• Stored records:
— start —
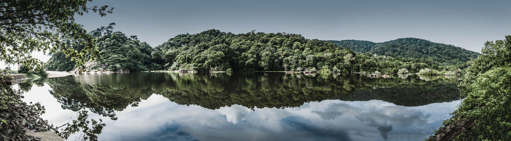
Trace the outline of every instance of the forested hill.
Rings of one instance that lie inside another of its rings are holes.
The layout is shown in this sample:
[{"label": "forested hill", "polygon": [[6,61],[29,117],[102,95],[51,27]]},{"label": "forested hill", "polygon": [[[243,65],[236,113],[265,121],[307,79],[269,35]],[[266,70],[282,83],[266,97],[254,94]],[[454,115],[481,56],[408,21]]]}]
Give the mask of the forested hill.
[{"label": "forested hill", "polygon": [[[128,37],[112,29],[111,26],[102,27],[90,33],[96,38],[102,59],[87,62],[86,69],[124,72],[162,69],[202,72],[309,70],[345,73],[396,73],[400,69],[417,72],[425,68],[448,71],[462,67],[439,64],[425,58],[356,53],[331,42],[308,39],[299,34],[253,31],[235,34],[211,30],[179,35],[151,47],[136,36]],[[77,50],[81,48],[77,43],[70,44]],[[78,67],[75,64],[56,52],[45,67],[49,70],[69,71]]]},{"label": "forested hill", "polygon": [[369,52],[392,57],[429,59],[440,63],[458,64],[477,58],[480,54],[442,43],[413,38],[383,43],[367,41],[330,41],[340,47],[349,47],[357,53]]}]

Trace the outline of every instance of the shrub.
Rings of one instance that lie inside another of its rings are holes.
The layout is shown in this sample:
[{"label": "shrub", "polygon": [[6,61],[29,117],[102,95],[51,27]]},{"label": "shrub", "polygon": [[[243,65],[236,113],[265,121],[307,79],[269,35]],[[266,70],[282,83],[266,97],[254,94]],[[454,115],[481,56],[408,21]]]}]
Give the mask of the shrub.
[{"label": "shrub", "polygon": [[23,65],[20,65],[19,68],[18,68],[18,73],[31,73],[32,72],[32,68],[30,66],[27,66]]},{"label": "shrub", "polygon": [[375,73],[373,73],[373,74],[378,74],[378,75],[382,74],[382,73],[380,73],[380,72],[378,71],[375,71]]},{"label": "shrub", "polygon": [[425,68],[421,69],[417,73],[420,75],[437,75],[442,74],[438,71],[435,70],[434,69],[430,69],[429,68]]},{"label": "shrub", "polygon": [[399,74],[408,74],[408,70],[406,68],[402,68],[398,70],[398,73]]}]

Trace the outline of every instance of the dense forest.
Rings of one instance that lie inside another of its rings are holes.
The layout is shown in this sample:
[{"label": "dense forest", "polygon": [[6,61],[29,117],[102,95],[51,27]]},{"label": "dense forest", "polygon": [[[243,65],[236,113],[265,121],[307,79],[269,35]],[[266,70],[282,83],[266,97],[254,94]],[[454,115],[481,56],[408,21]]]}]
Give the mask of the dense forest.
[{"label": "dense forest", "polygon": [[[138,40],[135,36],[128,37],[121,32],[113,32],[112,25],[114,24],[90,33],[97,40],[102,58],[85,63],[86,69],[128,72],[180,69],[199,72],[309,70],[345,73],[375,71],[397,73],[401,69],[405,69],[407,72],[418,72],[430,68],[456,73],[452,72],[464,68],[468,61],[467,58],[457,60],[461,63],[454,65],[438,63],[431,58],[409,57],[421,57],[412,54],[393,57],[368,52],[357,53],[348,47],[340,47],[327,41],[307,39],[298,34],[253,31],[234,34],[216,30],[179,35],[153,48]],[[352,45],[359,42],[352,41],[355,42]],[[361,48],[371,46],[368,42],[362,42],[367,44],[361,45]],[[75,44],[75,48],[79,49],[80,45]],[[409,45],[410,48],[416,46]],[[463,54],[457,53],[462,50],[457,50],[455,47],[445,48],[452,48],[449,50],[457,52],[451,52],[453,54]],[[400,50],[387,52],[400,54]],[[477,55],[473,53],[472,55]],[[57,52],[53,54],[45,67],[49,70],[68,71],[80,66],[63,53]]]},{"label": "dense forest", "polygon": [[475,59],[480,54],[452,45],[437,43],[413,38],[401,38],[383,43],[367,41],[330,41],[357,53],[369,52],[380,55],[430,60],[440,64],[456,65]]},{"label": "dense forest", "polygon": [[[160,69],[151,59],[153,48],[151,46],[139,41],[135,36],[128,37],[120,32],[114,32],[113,25],[115,23],[112,23],[89,33],[96,40],[102,58],[86,63],[86,70],[129,72]],[[67,43],[77,50],[83,47],[77,42]],[[52,54],[45,67],[49,70],[69,71],[80,66],[64,53],[57,52]]]}]

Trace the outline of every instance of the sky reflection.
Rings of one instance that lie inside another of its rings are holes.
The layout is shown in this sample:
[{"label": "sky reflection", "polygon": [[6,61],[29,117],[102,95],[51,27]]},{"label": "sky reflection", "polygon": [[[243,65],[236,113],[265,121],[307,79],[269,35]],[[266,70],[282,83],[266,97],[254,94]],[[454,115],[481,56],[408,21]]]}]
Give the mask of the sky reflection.
[{"label": "sky reflection", "polygon": [[[76,118],[75,112],[59,107],[51,89],[34,86],[23,100],[46,106],[42,118],[51,123]],[[459,101],[405,107],[381,100],[327,100],[293,108],[211,109],[153,95],[117,111],[117,120],[92,112],[89,118],[106,124],[100,140],[416,140],[431,134]]]}]

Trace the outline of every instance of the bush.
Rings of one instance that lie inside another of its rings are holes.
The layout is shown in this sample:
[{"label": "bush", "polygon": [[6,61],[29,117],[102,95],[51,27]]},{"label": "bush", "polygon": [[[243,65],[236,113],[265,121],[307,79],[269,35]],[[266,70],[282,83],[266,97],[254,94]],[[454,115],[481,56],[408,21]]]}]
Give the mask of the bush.
[{"label": "bush", "polygon": [[406,68],[402,68],[398,70],[398,73],[399,74],[408,74],[408,70]]},{"label": "bush", "polygon": [[379,72],[379,71],[375,71],[375,73],[373,73],[373,74],[378,74],[378,75],[380,75],[380,74],[382,74],[382,73],[380,73],[380,72]]},{"label": "bush", "polygon": [[[453,112],[453,117],[444,122],[444,126],[452,129],[449,130],[454,130],[452,132],[456,132],[456,129],[461,127],[470,131],[459,135],[454,133],[452,137],[460,140],[509,140],[511,68],[496,68],[487,71],[468,86],[466,91],[467,98]],[[443,129],[440,128],[440,130]],[[445,134],[450,135],[449,130]]]},{"label": "bush", "polygon": [[30,66],[27,66],[23,65],[20,65],[19,68],[18,68],[18,73],[32,73],[32,68]]},{"label": "bush", "polygon": [[441,73],[440,73],[440,72],[438,72],[438,71],[435,70],[434,69],[430,69],[429,68],[421,69],[421,70],[419,71],[419,73],[417,74],[420,75],[438,75],[442,74]]},{"label": "bush", "polygon": [[42,68],[36,69],[34,71],[34,74],[37,75],[39,77],[48,77],[48,73],[46,73],[46,71]]}]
— end —
• TASK DETAILS: Edit the items above by replacing "Trace the outline" with "Draw the contour" wherever it occurs, and leave everything else unchanged. Omit the pictures from your answer.

• RESULT:
Draw the contour of every instance of the forested hill.
Rings of one instance that lie inside another of its rings are holes.
The layout is shown in this sample:
[{"label": "forested hill", "polygon": [[6,61],[29,117],[102,95],[51,27]]},{"label": "forested hill", "polygon": [[[243,65],[236,113],[265,121],[307,79],[269,35]],[[266,70],[282,83],[266,97],[254,94]],[[454,115],[481,56],[408,21]]]}]
Give the mask of the forested hill.
[{"label": "forested hill", "polygon": [[[128,37],[112,29],[111,26],[102,27],[90,33],[96,38],[102,59],[87,62],[86,69],[124,72],[162,69],[202,72],[309,70],[345,73],[396,73],[400,69],[417,72],[425,68],[448,71],[462,67],[439,64],[425,58],[356,53],[331,42],[308,39],[299,34],[253,31],[235,34],[211,30],[179,35],[151,47],[136,36]],[[77,50],[81,48],[77,43],[70,44]],[[78,67],[75,64],[56,52],[45,67],[49,70],[69,71]]]},{"label": "forested hill", "polygon": [[369,52],[392,57],[429,59],[440,63],[458,64],[477,58],[480,54],[442,43],[413,38],[383,43],[367,41],[330,41],[340,47],[349,47],[357,53]]}]

Draw the contour of every instance of the shrub.
Rings of one instance that lie inside another of its rings are holes.
The layout is shown in this sample:
[{"label": "shrub", "polygon": [[6,61],[29,117],[102,95],[51,27]]},{"label": "shrub", "polygon": [[[243,65],[236,113],[265,121],[307,79],[269,35]],[[266,70],[282,83],[266,97],[254,94]],[[454,115],[481,56],[408,21]]]}]
Give the mask of the shrub.
[{"label": "shrub", "polygon": [[23,65],[20,65],[19,68],[18,68],[18,73],[31,73],[32,72],[32,68],[30,66],[27,66]]},{"label": "shrub", "polygon": [[375,73],[373,73],[373,74],[378,74],[378,75],[382,74],[382,73],[380,73],[380,72],[378,71],[375,71]]},{"label": "shrub", "polygon": [[425,68],[421,69],[417,73],[420,75],[437,75],[442,74],[438,71],[435,70],[434,69],[430,69],[429,68]]},{"label": "shrub", "polygon": [[399,74],[408,74],[408,70],[406,68],[402,68],[398,70],[398,73]]}]

Draw the contour of every instance of the dense forest.
Rings of one instance that lie inside another of its rings are holes.
The layout is shown in this sample:
[{"label": "dense forest", "polygon": [[6,61],[29,117],[102,95],[51,27]]},{"label": "dense forest", "polygon": [[[243,65],[236,113],[265,121],[307,79],[269,35]],[[266,70],[282,83],[266,97],[254,94]],[[454,115],[481,56],[408,21]]]}]
Give the mask of the dense forest.
[{"label": "dense forest", "polygon": [[[138,40],[135,36],[128,37],[121,32],[113,32],[112,25],[114,24],[90,33],[97,40],[102,58],[85,63],[86,69],[128,72],[180,69],[199,72],[309,70],[345,73],[375,71],[397,73],[401,69],[405,69],[407,72],[418,72],[430,68],[456,73],[452,72],[464,68],[468,61],[467,58],[457,60],[461,63],[454,65],[438,63],[431,58],[409,57],[421,57],[412,54],[393,57],[368,52],[357,53],[348,47],[340,47],[327,41],[307,39],[298,34],[253,31],[234,34],[216,30],[179,35],[153,48]],[[352,45],[359,42],[352,41],[355,42]],[[361,48],[371,46],[368,42],[362,42],[367,44],[361,45]],[[75,44],[75,48],[79,49],[80,45]],[[409,45],[410,48],[416,46]],[[463,54],[457,53],[462,50],[457,50],[455,47],[445,48],[452,48],[449,50],[457,52],[451,52],[453,54]],[[400,50],[387,52],[400,54]],[[477,55],[473,53],[472,55]],[[57,52],[53,54],[45,67],[49,70],[68,71],[80,66],[63,53]]]},{"label": "dense forest", "polygon": [[475,59],[480,54],[452,45],[437,43],[413,38],[401,38],[383,43],[367,41],[330,41],[357,53],[369,52],[380,55],[430,60],[440,64],[456,65]]},{"label": "dense forest", "polygon": [[[160,69],[151,59],[153,48],[151,46],[139,41],[135,36],[128,37],[120,32],[114,32],[113,25],[115,23],[112,23],[89,33],[96,40],[102,58],[86,63],[86,70],[129,72]],[[67,43],[77,50],[83,47],[77,42]],[[52,54],[45,67],[49,70],[69,71],[80,66],[64,53],[57,52]]]}]

Draw the contour of every instance of the sky reflection.
Rings of one instance that lie inside another of its rings are holes.
The layout is shown in this sample:
[{"label": "sky reflection", "polygon": [[6,61],[29,117],[102,95],[51,27]]},{"label": "sky reflection", "polygon": [[[243,65],[236,113],[265,121],[307,79],[269,35]],[[266,70],[282,83],[266,97],[254,94]],[[454,115],[481,56],[408,21]]]}]
Give the mask of the sky reflection.
[{"label": "sky reflection", "polygon": [[[76,118],[75,112],[59,107],[51,89],[34,86],[23,100],[46,106],[42,118],[51,123]],[[459,101],[405,107],[381,100],[327,100],[293,108],[211,109],[153,95],[117,111],[117,120],[92,112],[89,118],[106,124],[100,140],[416,140],[431,134]]]}]

Draw the contour of every instance of the bush.
Rings of one instance that lie inside another of its rings are holes.
The layout is shown in this sample:
[{"label": "bush", "polygon": [[6,61],[29,117],[102,95],[51,27]]},{"label": "bush", "polygon": [[[243,65],[236,113],[265,121],[307,79],[269,35]],[[266,70],[282,83],[266,97],[254,94]],[[454,115],[481,56],[408,21]]]}]
Give the mask of the bush.
[{"label": "bush", "polygon": [[406,68],[402,68],[398,70],[398,73],[399,74],[408,74],[408,70]]},{"label": "bush", "polygon": [[379,72],[379,71],[375,71],[375,73],[373,73],[373,74],[378,74],[378,75],[380,75],[380,74],[382,74],[382,73],[380,73],[380,72]]},{"label": "bush", "polygon": [[[453,112],[453,117],[444,122],[444,126],[452,129],[449,130],[454,130],[452,132],[456,132],[456,129],[461,127],[470,131],[459,135],[454,133],[452,137],[460,140],[509,140],[511,68],[496,68],[487,71],[468,86],[466,91],[467,98]],[[443,129],[440,128],[440,130]],[[445,134],[450,135],[449,130]]]},{"label": "bush", "polygon": [[30,66],[27,66],[23,65],[20,65],[19,68],[18,68],[18,73],[32,73],[32,68]]},{"label": "bush", "polygon": [[441,73],[440,73],[440,72],[438,72],[438,71],[435,70],[434,69],[430,69],[429,68],[421,69],[421,70],[419,71],[419,73],[417,74],[420,75],[438,75],[442,74]]},{"label": "bush", "polygon": [[42,68],[36,69],[34,71],[34,74],[37,75],[39,77],[48,77],[48,73],[46,73],[46,71]]}]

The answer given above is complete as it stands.